Seperti anak ingusan yang tidak sengaja ketemu dengan orang
yang dikaguminya, Aulia Hilman
begitu shock hingga nyaris pinsan dengan realita yang terjadi. Terlebih membayangkan bagaimana peliknya situasi dalam
asrama yang terus tanpa henti menyiratkan sindiran bahwa dirinyalah
satu-satunya orang yang harus bertanggungjawab dari hilangnya handphone
tersebut. Sampai detik ini pun handphone dengan merk Nokia tidak ditemukan,
hilang bersama tanggung jawab Aulia Hilman kepada Reynaldi.
Seingat
saya, ketika situasi maha genting bagi batin Aulia Hilman, ia memutuskan untuk
keluar dari pesantren itu. Sungguh mental tempe yang datang dari seorang hamba
sahaya mie instan. Jika waktu itu terulang, saya akan menasehati Aulia Hilman
bahwa jangan berjanji kala gembira dan jangan mengambil keputusan ketika
bersedih, sebab semua itu hanyalah reaksi emosional belaka bukan hasil
hitung-hitungan akal yang rasional.
Aulia
Hilman adalah jiwa peragu. Ia seperti tidak percaya dengan kemampuannya
sendiri. Saat vonis dari diri sendiri acap diberikan melebihi tuntutan wajar
orang lain, maka jiwa manapun pasti akan semakin kerdil, jiwa yang kerdil akan
menjadi sesosok Aulia Hilman, jiwa peragu. Serius, dengan nalar paling kokoh
sekelas Michel Foucault sekalipun apabila watak
peragu atau bisa dikatakan pengecut tetap menempel pada dirinya, maka lebih
baik segera operasi kelamin menjadi wanita saja, karena jiwa yang seperti itu
tidak dibutuhkan di dunia ini bagi para pria terhormat.
Meskipun
ya tidak bisa dipungkiri juga, jiwa peragu dari Aulia Hilman menghasilkan
pemikiran yang menurut saya unik terutama pandangannya tentang pacaran.
Pandangan Aulia Hilman ini saya kira bisa dibilang sebagai jawaban paling
meneduhkan dari gelombang anti-pacaran yang kini semakin membludak.
Gerakan
anti-pacaran massal yang kini menjadi trend di kawula muda, barangkali perlu
diapresiasi sebagai prestasi paling gemilang tokoh revolusioner abad 21,
al-Mukarom Felix Siauw. Kata Felix, yang sedang pacaran, disuruh buru-buru
nikah. Yang nggak mau nikah dulu, putuskan saja. Enteng bener. Alasannya karena
dalam Islam yang ada hanyalah ta’aruf, bukan pacaran. Jangan mendekati zina,
begitu dalilnya. Jelas.
Kecemasan,
kekhawatiran dan bayang-bayang buruk terhadap pacaran dalam pandangan Aulia
Hilman hanyalah reaksi natural saja, alamiah yang timbul dari dalam diri.
Siapapun yang mempunyai anak atau adik perempuan pasti was-was, khawatir jika
nantinya tenggelam dalam kehidupan yang semakin bebas. Instink orang tua dan
seorang kakak memang begitu, saya yakin, saya juga.

§ **Tujuan Latihan**
Teruskan esai tentang Aulia Hilman di atas, dimulai tepat sesudah kalimat terakhirnya. Baris-baris yang ada di sini merupakan bahan tersendiri, terpisah dari esai tentang Aulia Hilman.

§ **Daftar Baris**
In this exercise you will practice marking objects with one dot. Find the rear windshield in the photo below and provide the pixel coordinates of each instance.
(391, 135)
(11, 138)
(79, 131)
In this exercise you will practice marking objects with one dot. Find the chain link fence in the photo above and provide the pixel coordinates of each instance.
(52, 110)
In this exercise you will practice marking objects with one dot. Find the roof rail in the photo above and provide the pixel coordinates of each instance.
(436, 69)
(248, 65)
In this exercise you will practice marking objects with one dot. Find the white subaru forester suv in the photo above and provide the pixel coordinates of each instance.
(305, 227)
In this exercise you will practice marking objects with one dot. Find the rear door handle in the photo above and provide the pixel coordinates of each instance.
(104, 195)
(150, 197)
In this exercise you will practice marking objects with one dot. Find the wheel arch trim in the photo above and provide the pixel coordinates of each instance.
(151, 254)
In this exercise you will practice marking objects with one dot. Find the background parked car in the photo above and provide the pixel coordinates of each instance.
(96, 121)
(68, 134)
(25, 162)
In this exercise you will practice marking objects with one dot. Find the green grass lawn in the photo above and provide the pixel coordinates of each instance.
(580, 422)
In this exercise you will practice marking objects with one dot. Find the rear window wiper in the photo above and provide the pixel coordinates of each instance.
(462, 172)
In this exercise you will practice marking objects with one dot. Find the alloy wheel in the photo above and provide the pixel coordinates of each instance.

§ **Jawaban**
Untuk
menjawab tuduhan bahwa dalam Islam tidak ada pacaran dan yang ada hanyalah ta’aruf,
menurut Aulia Hilman, tidak usah jauh-jauh menggunakan pendekatan Hermeneutik
Schleiermacher, atau membuka bab Kaifiyatul
Jima’ dalam kitab Qurratul ‘Uyun, sebab
dalam pandangan Aulia Hilman, sejatinya pacaran dan ta’aruf itu sama. Yang
membedakan hanyalah bahasa. Orang Indonesia, kata Aulia, sering kali tertipu
oleh istilah. Dikira bahasa Arab lebih halal daripada Bahasa Indonesia. Sehingga
pacaran dan ta’ruf mempunyai kadar ‘kesucian’ yang berbeda padahal mah sama.
Bagi
pemikir Jomblo Liberal seperti Aulia Hilman, yang senantiasa berjihad di jalan
kejombloannya, status jomblo merupakan kepahitan yang amat mendalam. Serasa
kurang kasih sayang. Tidak ada yang mengucapkan selamat pagi. Tidak ada yang
mengingatkan makan-minum-mandi. Namun yang disesali oleh Aulia Hilman adalah ada
sebagian orang yang menjadikan ‘agama’ sebagai kedok pembenaran untuk konsisten
menjadi jomblo. Jadi, jika Jomblo Liberal seperti Aulia Hilman sebenarnya ingin
pacaran tapi suatu hal yang sulit untuk menaklukan hati perempuan, maka jomblo
fundamentalis adalah jomblo yang menjadikan Agama sebagai kedok dari
ketidaklakuan dia dalam percaturan pencarian asmara yang semakin mengglobal.
Perlu diketahui juga, kejombloan Aulia Hilman seakan menjadi
kutukan dari dewa. Jika para eksistensialis, seperti Jean-Paul Sartre, percaya
bahwa manusia dikutuk menjadi bebas saat turun ke dunia, maka Aulia Hilman
dikutuk turun ke dunia dengan bakat dan kemampuan ketabahan hidup tanpa
pasangan. Jika Sisifus dikutuk berulang kali naik ke puncak gunung sambil
mendorong sebongkah batu besar, maka bongkahan batu besar itu bagi Aulia Hilman
adalah bakat dan kemampuannya dalam ketabahan menerima takdir Allah.
Bayangkan, mencoba mendekati perempuan yang kesemuanya ditolak
mentah-mentah hingga hattrick tentu
bukan ingatan yang indah untuk dirawat menjadi kenangan. Pada akhirnya
bagai seekor angsa yang berenang di danau lepas, Aulia Hilman merapat ke
pelabuhan dengan anggun untuk memastikan bahwa jalan kejombloannya benar-benar
terinpirasi oleh Tan Malaka, yang sampai
akhir hayatnya sibuk ngurus Indonesia sehingga lupa untuk menikah.
Saya kira momen puitik ini perlu dimaknai
dengan suasana yang lebih sakral. Maka ijinkan saya untuk memberikan penggalan
ayat Qur’an di surat an-Nas ayat enam: “Minal
Jinnati wan Naas”
Di Bandung, Aulia Hilman mewakili keduanya.